SOURCE PASSAGE ▸
▽
In [2]:
#!/usr/bin/env python
# coding: utf-8

import json
import csv
import numpy as np
import matplotlib.pyplot as plt
import seaborn as sns
from sklearn.metrics import accuracy_score, precision_recall_fscore_support
from sklearn.metrics import adjusted_rand_score, normalized_mutual_info_score
from sklearn.metrics import confusion_matrix
from sklearn.metrics import homogeneity_score, completeness_score, v_measure_score
import os
from collections import defaultdict
import pandas as pd


def load_ground_truth(json_file):
    """Loads ground truth labels from a JSON file."""
    with open(json_file, 'r') as f:
        gt_data = json.load(f)
    ap_to_floor = {int(k): v for k, v in gt_data.items()}
    return ap_to_floor


def load_clustering_result(csv_file):
    """Loads clustering results from a CSV file."""
    clusters = []
    with open(csv_file, 'r') as f:
        csv_reader = csv.reader(f)
        for row in csv_reader:
            cluster = [int(item.strip()) for item in row if item.strip() and item.strip().isdigit()]
            if cluster:
                clusters.append(cluster)
    ap_to_cluster = {}
    for cluster_id, aps in enumerate(clusters):
        for ap in aps:
            ap_to_cluster[ap] = cluster_id
    return ap_to_cluster, clusters


def map_clusters_to_floors(ap_to_floor, ap_to_cluster):
    """Maps clusters to floors (majority floor in the cluster becomes its label)."""
    cluster_floor_counts = defaultdict(lambda: defaultdict(int))
    common_aps = set(ap_to_floor.keys()) & set(ap_to_cluster.keys())
    for ap in common_aps:
        floor = ap_to_floor[ap]
        cluster = ap_to_cluster[ap]
        cluster_floor_counts[cluster][floor] += 1
    cluster_to_floor = {}
    for cluster, floor_counts in cluster_floor_counts.items():
        cluster_to_floor[cluster] = max(floor_counts.items(), key=lambda x: x[1])[0]
    return cluster_to_floor


def create_true_pred_arrays(ap_to_floor, ap_to_cluster, cluster_to_floor):
    """Creates arrays of true and predicted labels for evaluation."""
△
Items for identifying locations
▽
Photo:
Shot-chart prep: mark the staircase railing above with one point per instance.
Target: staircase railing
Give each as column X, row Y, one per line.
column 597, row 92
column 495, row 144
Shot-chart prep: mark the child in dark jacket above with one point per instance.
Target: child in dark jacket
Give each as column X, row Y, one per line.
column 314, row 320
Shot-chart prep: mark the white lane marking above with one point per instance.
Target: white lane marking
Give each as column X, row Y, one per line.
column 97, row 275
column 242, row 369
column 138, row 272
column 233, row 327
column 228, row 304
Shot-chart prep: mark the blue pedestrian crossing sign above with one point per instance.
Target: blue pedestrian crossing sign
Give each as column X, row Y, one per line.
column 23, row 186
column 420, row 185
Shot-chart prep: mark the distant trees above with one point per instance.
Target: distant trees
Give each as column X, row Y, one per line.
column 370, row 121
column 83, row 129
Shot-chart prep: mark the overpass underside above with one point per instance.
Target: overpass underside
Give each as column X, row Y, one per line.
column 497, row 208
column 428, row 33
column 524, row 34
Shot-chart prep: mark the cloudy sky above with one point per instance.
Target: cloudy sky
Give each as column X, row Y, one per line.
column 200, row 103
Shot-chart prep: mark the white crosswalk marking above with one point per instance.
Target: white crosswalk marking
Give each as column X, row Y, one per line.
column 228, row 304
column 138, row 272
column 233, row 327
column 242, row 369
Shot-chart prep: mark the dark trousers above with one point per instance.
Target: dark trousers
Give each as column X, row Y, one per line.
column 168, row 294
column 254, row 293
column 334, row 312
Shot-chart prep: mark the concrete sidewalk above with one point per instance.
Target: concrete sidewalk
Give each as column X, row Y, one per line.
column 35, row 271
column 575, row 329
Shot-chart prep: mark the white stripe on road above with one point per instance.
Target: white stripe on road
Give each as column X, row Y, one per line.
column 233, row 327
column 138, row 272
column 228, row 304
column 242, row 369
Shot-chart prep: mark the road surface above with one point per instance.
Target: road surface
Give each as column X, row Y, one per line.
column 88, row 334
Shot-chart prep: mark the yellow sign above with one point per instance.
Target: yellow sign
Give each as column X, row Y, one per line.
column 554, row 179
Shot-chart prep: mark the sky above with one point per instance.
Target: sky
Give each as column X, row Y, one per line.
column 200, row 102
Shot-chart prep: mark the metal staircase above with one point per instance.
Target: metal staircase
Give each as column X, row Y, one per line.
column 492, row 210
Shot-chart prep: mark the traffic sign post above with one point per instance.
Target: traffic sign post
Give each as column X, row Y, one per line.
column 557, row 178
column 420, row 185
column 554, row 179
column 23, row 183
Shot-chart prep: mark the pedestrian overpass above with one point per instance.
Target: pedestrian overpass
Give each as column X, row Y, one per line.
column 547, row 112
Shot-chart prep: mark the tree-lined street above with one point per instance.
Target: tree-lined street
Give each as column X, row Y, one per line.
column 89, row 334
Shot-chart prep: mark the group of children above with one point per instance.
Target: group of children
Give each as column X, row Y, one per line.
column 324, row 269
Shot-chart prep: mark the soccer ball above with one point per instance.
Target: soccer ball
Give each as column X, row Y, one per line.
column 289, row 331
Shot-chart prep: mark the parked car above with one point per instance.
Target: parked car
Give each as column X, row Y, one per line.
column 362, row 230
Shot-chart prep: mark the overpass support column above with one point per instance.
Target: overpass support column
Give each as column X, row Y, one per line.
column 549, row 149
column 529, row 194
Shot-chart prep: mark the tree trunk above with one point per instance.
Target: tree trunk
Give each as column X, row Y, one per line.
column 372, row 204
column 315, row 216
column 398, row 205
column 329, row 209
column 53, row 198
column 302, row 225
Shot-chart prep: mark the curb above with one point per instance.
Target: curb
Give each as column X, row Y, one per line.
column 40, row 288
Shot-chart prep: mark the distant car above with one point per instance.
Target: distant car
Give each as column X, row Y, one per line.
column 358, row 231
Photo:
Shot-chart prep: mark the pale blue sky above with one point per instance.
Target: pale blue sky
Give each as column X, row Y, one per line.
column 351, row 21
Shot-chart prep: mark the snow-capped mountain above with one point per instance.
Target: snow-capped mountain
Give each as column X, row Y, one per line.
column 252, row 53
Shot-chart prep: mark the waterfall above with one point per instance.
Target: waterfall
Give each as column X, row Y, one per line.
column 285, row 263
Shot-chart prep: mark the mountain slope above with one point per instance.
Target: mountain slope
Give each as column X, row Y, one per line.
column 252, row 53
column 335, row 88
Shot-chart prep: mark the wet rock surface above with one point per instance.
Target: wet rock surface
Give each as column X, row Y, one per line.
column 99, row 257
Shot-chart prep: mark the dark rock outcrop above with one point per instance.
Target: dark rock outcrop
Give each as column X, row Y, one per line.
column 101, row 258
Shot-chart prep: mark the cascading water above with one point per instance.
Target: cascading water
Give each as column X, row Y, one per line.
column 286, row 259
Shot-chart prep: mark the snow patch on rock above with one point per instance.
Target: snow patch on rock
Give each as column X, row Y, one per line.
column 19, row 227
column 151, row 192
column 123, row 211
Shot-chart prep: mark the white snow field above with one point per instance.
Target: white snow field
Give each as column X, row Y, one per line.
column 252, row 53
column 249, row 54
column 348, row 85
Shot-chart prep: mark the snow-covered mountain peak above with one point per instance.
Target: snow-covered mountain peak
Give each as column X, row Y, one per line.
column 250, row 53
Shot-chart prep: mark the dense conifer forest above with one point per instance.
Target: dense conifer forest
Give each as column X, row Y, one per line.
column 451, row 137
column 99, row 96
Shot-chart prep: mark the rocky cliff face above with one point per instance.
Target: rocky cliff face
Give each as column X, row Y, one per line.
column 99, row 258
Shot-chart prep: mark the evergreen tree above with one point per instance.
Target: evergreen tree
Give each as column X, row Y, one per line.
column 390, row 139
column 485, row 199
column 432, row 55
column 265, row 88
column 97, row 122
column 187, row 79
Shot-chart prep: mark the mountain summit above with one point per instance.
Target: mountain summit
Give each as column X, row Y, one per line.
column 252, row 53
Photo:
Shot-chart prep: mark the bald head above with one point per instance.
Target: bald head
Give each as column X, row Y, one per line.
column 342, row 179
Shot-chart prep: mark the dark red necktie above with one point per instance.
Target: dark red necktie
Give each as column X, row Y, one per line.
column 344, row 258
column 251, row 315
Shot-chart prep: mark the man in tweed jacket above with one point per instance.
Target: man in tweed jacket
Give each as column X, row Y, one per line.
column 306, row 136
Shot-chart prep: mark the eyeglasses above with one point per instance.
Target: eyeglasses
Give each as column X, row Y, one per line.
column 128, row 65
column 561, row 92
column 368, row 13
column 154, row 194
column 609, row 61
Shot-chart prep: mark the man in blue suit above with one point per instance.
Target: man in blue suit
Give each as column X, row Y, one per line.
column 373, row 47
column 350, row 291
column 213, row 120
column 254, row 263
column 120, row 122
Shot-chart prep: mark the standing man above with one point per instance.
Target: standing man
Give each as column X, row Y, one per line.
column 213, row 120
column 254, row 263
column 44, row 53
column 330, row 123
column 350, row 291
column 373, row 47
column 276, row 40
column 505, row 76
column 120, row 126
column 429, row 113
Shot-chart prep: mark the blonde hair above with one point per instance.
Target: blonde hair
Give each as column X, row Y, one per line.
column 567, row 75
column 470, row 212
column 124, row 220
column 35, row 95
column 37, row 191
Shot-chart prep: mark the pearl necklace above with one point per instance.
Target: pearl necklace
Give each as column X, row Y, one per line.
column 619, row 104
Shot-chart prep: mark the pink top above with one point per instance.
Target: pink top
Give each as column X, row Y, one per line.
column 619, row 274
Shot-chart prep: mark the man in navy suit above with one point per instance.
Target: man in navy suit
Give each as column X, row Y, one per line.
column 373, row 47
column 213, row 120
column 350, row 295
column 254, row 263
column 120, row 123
△
▽
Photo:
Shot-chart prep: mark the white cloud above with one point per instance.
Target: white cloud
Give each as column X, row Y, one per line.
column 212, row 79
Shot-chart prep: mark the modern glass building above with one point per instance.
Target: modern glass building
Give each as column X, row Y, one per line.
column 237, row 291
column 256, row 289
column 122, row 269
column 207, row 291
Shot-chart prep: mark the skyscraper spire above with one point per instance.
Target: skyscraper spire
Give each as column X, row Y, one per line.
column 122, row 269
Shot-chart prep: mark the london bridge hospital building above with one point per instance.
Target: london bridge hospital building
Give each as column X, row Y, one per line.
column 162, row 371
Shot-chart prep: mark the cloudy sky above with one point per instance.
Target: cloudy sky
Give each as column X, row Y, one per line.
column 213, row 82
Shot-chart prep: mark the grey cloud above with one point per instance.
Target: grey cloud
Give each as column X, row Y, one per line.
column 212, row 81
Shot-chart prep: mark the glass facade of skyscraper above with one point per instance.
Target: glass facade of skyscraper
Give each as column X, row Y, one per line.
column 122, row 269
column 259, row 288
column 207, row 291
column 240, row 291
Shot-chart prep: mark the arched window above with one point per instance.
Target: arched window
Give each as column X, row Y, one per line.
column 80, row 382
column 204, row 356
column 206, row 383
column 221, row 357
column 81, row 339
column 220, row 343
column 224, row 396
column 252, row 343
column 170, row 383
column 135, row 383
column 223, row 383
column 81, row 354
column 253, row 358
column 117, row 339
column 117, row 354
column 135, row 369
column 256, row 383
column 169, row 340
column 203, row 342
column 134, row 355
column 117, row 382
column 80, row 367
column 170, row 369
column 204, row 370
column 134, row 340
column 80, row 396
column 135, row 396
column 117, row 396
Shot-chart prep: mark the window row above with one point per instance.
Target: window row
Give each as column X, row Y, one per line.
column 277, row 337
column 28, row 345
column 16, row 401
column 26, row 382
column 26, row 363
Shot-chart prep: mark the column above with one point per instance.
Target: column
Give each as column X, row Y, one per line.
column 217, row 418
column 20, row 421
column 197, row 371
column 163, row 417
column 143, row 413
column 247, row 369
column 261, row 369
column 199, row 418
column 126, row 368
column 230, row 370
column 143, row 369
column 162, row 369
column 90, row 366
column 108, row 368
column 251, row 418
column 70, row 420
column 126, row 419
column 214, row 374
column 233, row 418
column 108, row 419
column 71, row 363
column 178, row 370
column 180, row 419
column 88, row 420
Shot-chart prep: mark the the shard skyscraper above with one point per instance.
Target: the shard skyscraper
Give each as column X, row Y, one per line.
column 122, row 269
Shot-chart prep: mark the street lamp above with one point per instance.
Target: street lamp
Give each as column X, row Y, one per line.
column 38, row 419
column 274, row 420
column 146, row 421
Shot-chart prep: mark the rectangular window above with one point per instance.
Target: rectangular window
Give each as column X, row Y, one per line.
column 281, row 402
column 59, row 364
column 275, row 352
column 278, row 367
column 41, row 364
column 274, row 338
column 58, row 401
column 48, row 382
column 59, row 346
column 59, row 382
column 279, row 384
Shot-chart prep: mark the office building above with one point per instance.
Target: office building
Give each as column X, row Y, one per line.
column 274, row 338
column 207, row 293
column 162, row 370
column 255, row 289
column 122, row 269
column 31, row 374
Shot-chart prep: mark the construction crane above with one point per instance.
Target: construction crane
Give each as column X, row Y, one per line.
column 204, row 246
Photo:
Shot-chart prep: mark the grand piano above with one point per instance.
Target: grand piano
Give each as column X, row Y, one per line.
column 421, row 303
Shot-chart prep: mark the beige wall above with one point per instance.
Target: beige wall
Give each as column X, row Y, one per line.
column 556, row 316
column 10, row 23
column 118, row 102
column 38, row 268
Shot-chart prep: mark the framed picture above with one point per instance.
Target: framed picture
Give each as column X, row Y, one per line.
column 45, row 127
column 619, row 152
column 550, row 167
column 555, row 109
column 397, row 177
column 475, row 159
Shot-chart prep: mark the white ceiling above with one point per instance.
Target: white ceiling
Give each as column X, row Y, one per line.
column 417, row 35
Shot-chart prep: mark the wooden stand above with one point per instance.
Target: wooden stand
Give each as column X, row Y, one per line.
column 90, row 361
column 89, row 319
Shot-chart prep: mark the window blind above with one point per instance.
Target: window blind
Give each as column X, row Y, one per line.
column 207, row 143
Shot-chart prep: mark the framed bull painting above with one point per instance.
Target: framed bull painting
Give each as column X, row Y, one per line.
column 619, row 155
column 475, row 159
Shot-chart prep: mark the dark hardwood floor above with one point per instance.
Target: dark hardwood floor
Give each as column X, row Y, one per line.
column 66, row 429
△
▽
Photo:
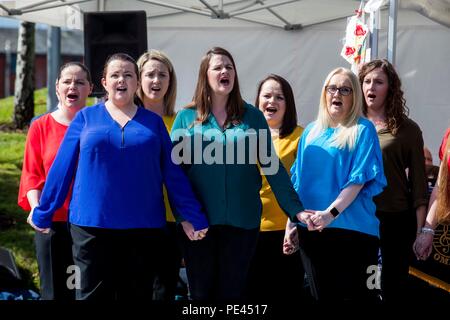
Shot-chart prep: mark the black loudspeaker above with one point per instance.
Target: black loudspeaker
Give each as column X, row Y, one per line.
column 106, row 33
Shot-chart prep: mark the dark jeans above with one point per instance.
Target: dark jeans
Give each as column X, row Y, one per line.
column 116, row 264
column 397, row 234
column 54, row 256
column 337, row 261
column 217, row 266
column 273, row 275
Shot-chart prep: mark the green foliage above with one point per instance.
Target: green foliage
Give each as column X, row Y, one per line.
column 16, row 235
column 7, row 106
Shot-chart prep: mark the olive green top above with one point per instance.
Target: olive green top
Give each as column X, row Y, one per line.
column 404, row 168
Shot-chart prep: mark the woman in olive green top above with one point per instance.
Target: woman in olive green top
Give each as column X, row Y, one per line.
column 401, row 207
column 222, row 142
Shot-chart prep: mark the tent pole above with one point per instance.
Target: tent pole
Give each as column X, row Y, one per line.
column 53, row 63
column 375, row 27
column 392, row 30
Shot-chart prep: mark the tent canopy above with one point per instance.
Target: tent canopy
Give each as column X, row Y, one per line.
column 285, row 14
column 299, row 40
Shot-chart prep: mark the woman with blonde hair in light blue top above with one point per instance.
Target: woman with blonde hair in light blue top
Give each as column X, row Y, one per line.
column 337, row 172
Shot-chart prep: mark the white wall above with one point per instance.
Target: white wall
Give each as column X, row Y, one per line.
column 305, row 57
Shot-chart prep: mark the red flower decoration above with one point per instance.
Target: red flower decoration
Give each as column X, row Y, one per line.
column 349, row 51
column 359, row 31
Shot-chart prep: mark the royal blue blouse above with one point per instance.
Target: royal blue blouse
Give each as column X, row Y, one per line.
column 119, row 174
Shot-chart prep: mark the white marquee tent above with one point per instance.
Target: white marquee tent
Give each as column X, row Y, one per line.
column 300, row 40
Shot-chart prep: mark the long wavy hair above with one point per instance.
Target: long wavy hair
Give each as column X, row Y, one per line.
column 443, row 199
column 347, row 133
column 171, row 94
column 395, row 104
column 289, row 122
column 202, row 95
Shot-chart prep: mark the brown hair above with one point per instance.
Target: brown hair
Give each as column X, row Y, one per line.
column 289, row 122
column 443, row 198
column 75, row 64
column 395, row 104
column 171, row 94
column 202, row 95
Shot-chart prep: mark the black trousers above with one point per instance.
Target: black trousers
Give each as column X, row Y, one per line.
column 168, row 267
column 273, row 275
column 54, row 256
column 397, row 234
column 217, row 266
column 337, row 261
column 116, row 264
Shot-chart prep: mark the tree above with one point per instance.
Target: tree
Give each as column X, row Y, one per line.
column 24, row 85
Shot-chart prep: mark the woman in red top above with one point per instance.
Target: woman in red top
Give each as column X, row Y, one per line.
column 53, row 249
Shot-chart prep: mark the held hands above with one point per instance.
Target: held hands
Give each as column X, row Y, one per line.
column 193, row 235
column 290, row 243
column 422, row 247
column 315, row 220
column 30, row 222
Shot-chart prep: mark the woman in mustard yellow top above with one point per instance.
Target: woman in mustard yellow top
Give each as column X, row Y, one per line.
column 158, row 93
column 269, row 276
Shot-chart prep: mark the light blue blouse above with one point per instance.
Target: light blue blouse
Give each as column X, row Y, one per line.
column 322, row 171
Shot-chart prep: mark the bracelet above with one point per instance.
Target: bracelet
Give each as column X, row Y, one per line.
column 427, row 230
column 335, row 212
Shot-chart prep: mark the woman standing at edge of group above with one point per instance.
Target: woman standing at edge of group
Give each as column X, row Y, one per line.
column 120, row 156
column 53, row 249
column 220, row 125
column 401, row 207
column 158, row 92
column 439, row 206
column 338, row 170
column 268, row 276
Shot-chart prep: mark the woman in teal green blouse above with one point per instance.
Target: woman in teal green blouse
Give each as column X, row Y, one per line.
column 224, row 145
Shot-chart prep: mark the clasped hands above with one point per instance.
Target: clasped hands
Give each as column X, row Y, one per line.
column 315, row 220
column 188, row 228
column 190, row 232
△
WHAT NEEDS TO BE DONE ▸
Could you update the clustering evaluation script from "clusters = []" to "clusters.append(cluster)" by swapping "csv_reader" for "row_reader"?

SOLVED PROBLEM ▸
clusters = []
    with open(csv_file, 'r') as f:
        row_reader = csv.reader(f)
        for row in row_reader:
            cluster = [int(item.strip()) for item in row if item.strip() and item.strip().isdigit()]
            if cluster:
                clusters.append(cluster)